▸ Tasks to carry out:
1) According to the film review, which actor plays the soda vendor Hanouma?
2) Report every line of the records that contains the string "girl", treating uppercase and lowercase as different.

▸ Page excerpt:
=-=-=-=-=

Reviewed by Dennis Schwartz

A florid neo-realist melodrama that plays like film noir, but quite deftly blends in romance, comedy, music (be-bop interludes), suspense and keen social observations. It’s shot in sparkling black and white by the renown Egyptian filmmaker Yousseff Chahine(“Saladin”/”An Egyptian Story”/”Alexandra Encore”). This was Chahine’s break-through film, one that was panned upon its release and then banned for decades by the censors. Much later it was re-released and declared by some as a masterpiece. Its later discovery put Chahine on the international map for filmmakers.

Chahine also stars as Qinawi, in a powerful performance as the pathetically insane station newspaper seller, who is sexually obsessed with the brash and sexy illegal soda vendor Hanouma (Hind Rostom). She rejects the impoverished and homely Qinawi’s advances and laughs off his ridiculous marriage proposals, while using their friendship to hide her bucket as she runs from the station police trying to catch her in the act of selling soft drinks without a permit. The temptress is engaged to the burly macho station porter Abou-Serib (Farid Chawli), who is looking forward to a bright future with his feisty bride. Meanwhile the porter has his hands full trying to organize a workers’ union while also planning for a proper marriage by having enough money for the wedding ceremony. When Qinawi’s obsession gets out of hand, his fixation on Hanouma becomes dangerous as the rejected loser vows to kill her if he can’t have her.

=-=-=-=-=

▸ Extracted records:

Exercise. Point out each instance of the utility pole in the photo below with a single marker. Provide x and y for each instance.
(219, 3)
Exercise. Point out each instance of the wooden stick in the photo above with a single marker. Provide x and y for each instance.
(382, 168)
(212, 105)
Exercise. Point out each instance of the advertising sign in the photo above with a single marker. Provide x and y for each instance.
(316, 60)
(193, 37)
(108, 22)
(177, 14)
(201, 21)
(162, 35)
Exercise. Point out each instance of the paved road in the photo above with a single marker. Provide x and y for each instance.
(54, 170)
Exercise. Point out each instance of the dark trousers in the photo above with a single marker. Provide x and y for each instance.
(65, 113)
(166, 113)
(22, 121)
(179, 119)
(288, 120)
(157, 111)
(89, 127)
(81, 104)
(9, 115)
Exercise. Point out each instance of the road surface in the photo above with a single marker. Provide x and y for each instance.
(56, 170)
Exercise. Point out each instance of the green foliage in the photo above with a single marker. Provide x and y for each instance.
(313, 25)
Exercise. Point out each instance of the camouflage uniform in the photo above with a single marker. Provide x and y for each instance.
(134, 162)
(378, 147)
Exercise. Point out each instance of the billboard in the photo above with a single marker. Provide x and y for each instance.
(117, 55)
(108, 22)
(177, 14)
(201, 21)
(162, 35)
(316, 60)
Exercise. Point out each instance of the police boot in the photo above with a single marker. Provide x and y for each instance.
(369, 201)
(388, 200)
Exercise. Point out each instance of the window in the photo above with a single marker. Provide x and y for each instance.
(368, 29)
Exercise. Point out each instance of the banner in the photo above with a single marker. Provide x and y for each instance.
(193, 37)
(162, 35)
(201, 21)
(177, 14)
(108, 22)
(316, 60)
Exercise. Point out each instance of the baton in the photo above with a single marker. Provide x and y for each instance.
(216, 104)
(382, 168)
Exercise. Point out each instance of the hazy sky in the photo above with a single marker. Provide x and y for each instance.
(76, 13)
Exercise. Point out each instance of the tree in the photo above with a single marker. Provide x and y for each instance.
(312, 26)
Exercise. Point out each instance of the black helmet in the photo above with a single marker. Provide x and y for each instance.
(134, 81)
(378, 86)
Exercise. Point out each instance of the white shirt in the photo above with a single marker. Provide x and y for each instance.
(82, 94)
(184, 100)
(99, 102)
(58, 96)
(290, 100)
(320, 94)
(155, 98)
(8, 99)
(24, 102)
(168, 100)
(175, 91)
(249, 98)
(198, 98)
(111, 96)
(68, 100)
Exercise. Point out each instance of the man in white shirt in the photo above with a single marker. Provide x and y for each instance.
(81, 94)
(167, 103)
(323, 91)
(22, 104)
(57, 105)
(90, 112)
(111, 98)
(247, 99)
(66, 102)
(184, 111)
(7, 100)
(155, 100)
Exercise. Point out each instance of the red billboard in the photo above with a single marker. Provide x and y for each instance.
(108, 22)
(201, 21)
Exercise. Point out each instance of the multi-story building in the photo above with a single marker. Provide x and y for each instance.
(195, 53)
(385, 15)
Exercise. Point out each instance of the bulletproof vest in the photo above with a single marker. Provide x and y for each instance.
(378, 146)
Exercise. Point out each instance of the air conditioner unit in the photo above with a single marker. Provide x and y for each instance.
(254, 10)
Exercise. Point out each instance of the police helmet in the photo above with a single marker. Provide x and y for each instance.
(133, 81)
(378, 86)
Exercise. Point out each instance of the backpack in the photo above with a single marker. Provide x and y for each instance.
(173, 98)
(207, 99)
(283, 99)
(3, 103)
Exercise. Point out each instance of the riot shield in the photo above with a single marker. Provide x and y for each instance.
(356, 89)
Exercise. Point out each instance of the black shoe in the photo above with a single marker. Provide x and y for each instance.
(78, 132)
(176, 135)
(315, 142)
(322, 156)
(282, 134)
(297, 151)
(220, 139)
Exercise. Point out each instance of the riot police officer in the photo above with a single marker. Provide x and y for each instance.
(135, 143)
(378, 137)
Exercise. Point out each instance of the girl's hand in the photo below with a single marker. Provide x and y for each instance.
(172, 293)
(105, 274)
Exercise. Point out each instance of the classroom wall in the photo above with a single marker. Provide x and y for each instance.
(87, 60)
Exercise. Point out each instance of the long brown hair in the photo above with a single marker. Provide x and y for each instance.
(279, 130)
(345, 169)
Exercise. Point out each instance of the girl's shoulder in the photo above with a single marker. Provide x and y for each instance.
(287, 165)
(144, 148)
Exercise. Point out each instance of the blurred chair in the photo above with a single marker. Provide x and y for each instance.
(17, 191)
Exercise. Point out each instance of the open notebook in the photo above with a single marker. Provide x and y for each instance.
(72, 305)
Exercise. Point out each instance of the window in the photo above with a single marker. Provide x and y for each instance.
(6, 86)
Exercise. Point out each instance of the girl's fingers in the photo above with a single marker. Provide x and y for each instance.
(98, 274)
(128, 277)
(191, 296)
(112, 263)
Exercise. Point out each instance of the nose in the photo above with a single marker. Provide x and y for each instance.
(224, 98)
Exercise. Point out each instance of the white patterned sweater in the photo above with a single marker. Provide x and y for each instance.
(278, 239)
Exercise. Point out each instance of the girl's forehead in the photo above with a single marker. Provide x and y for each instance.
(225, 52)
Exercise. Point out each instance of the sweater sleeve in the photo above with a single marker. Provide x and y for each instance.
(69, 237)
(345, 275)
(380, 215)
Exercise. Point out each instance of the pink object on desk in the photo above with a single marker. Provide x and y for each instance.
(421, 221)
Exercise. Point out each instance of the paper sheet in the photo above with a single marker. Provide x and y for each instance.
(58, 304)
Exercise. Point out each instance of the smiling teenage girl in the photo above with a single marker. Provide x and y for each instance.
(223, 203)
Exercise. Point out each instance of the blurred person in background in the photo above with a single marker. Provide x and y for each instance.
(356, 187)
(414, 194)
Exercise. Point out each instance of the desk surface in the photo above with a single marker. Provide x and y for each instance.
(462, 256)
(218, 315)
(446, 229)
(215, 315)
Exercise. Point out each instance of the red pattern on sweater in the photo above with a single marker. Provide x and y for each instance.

=-=-=-=-=

▸ Task answers:
1) Hind Rostom

2)
Exercise. Point out each instance of the girl's hand in the photo below with a single marker. Provide x and y for each instance.
Exercise. Point out each instance of the girl's shoulder in the photo above with a single marker. Provide x and y for each instance.
Exercise. Point out each instance of the girl's fingers in the photo above with a single marker. Provide x and y for each instance.
Exercise. Point out each instance of the girl's forehead in the photo above with a single marker. Provide x and y for each instance.
Exercise. Point out each instance of the smiling teenage girl in the photo above with a single marker. Provide x and y for each instance.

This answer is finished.